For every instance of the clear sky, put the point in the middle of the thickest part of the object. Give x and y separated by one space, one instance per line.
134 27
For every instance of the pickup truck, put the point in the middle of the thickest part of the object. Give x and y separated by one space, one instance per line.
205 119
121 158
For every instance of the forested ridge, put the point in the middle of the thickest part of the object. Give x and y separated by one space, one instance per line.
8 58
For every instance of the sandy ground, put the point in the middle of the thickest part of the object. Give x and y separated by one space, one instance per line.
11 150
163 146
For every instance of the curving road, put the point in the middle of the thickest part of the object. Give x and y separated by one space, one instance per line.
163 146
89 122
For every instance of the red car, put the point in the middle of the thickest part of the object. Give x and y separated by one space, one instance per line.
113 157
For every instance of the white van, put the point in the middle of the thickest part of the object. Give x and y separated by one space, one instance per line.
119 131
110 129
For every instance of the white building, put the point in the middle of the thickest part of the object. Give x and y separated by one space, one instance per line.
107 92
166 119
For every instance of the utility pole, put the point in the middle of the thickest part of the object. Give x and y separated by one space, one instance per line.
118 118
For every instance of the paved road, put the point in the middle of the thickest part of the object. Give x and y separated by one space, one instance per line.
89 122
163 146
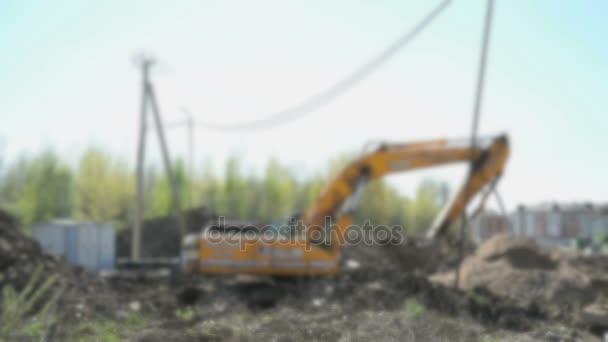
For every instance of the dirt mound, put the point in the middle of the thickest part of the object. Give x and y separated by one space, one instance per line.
160 237
519 252
518 269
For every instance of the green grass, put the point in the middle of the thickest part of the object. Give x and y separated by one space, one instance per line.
29 314
413 308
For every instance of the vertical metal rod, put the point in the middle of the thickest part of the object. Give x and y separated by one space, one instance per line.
167 161
139 175
481 73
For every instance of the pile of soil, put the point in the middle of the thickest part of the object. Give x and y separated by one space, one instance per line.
160 237
519 270
375 281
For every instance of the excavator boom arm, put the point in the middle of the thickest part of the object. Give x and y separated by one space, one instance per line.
336 200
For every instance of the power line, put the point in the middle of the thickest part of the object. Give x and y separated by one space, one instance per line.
334 91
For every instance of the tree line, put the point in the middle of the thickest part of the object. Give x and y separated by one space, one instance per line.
101 188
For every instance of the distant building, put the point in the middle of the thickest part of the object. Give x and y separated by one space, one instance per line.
548 224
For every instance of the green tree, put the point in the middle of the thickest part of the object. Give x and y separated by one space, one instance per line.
104 188
430 198
162 197
47 192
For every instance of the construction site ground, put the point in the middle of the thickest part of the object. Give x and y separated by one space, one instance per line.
509 290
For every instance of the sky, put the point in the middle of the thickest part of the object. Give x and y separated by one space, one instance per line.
69 80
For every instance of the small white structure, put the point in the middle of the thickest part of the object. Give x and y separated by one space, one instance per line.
87 244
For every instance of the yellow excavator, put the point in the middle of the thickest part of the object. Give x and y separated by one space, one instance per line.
311 244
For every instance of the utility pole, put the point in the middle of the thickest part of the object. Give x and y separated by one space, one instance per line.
190 124
149 98
139 175
481 73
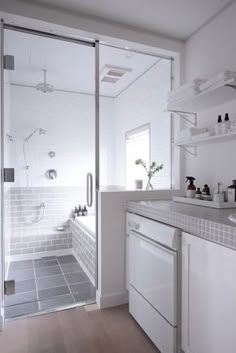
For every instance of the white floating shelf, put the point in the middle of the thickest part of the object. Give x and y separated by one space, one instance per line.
204 203
206 140
215 95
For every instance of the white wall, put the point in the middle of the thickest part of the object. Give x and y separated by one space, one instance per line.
141 103
212 50
89 27
70 123
112 242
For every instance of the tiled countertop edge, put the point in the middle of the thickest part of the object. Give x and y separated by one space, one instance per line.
212 231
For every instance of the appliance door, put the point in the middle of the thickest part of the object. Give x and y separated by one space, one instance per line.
153 273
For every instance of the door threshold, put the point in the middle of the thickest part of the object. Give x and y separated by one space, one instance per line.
54 310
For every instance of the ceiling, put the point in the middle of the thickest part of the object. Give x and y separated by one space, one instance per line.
174 18
70 66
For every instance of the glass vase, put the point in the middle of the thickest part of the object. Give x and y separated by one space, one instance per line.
149 186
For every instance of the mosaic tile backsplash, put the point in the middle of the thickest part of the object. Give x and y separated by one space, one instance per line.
205 223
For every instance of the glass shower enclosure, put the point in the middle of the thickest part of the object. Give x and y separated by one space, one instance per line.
49 158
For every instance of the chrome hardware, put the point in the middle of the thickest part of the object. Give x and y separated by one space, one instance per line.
9 287
89 189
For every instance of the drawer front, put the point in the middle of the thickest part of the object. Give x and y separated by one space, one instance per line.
153 272
163 335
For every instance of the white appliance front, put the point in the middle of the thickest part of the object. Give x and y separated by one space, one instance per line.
153 273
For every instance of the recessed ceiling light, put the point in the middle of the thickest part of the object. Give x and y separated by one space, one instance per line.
129 55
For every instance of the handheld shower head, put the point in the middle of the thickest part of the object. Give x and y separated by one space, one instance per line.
39 130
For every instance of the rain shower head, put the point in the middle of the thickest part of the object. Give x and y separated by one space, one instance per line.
42 131
39 130
44 86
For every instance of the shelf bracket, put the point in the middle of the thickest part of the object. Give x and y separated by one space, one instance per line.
190 150
182 115
231 86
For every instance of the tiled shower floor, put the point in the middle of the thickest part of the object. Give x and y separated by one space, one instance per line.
45 284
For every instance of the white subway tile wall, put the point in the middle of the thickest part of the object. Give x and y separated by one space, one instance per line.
84 246
27 235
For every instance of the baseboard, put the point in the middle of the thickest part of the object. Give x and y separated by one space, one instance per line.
111 300
38 255
92 280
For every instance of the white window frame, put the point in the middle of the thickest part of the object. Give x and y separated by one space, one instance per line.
133 132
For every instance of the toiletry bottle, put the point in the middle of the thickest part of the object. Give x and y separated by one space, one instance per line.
205 192
218 126
191 189
218 194
226 124
198 194
85 211
79 211
231 192
75 213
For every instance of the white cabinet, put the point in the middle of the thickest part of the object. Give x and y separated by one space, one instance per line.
208 297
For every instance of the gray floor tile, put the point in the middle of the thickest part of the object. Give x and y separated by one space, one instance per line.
56 302
70 268
45 263
49 258
53 292
21 265
67 259
76 277
47 271
21 275
83 296
22 309
25 286
51 282
20 298
81 287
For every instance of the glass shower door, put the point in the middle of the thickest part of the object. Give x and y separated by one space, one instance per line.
49 140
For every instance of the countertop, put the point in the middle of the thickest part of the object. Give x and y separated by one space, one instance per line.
208 223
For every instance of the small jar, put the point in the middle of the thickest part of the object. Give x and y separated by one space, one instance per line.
198 194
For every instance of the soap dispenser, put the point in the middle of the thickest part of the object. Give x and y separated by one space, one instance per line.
226 125
191 189
218 126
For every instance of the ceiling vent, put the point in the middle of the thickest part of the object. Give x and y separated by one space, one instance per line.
113 74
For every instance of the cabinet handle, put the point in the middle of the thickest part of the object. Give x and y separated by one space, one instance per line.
189 258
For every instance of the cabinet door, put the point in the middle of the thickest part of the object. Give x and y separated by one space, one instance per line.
208 297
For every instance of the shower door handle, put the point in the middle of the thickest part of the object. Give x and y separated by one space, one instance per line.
89 189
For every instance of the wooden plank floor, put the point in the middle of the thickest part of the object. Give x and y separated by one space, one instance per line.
80 330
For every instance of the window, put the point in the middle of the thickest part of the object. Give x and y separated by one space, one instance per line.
137 146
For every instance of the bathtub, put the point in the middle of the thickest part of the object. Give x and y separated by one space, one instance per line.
83 231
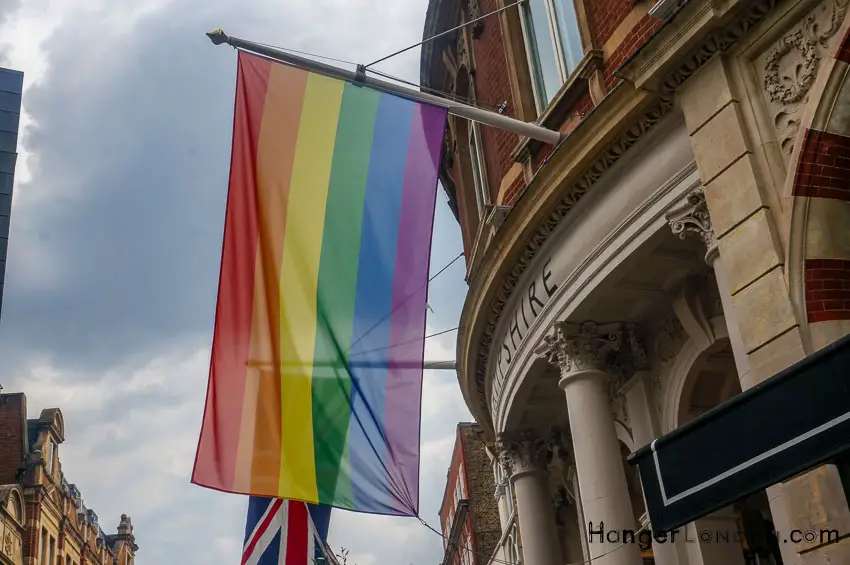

++++++

(GIVEN INSTRUCTION):
Show each line of the listing that contains the string "tree". Case counts.

(TASK SOLUTION):
For every instance of the tree line, put the point in the middle of the thickest part of the object. Give x and y separated by one space, one instance per line.
For every instance of the green tree, put the point in the middle of the thickest part of the object. Give x and y separated by one space, one instance per line.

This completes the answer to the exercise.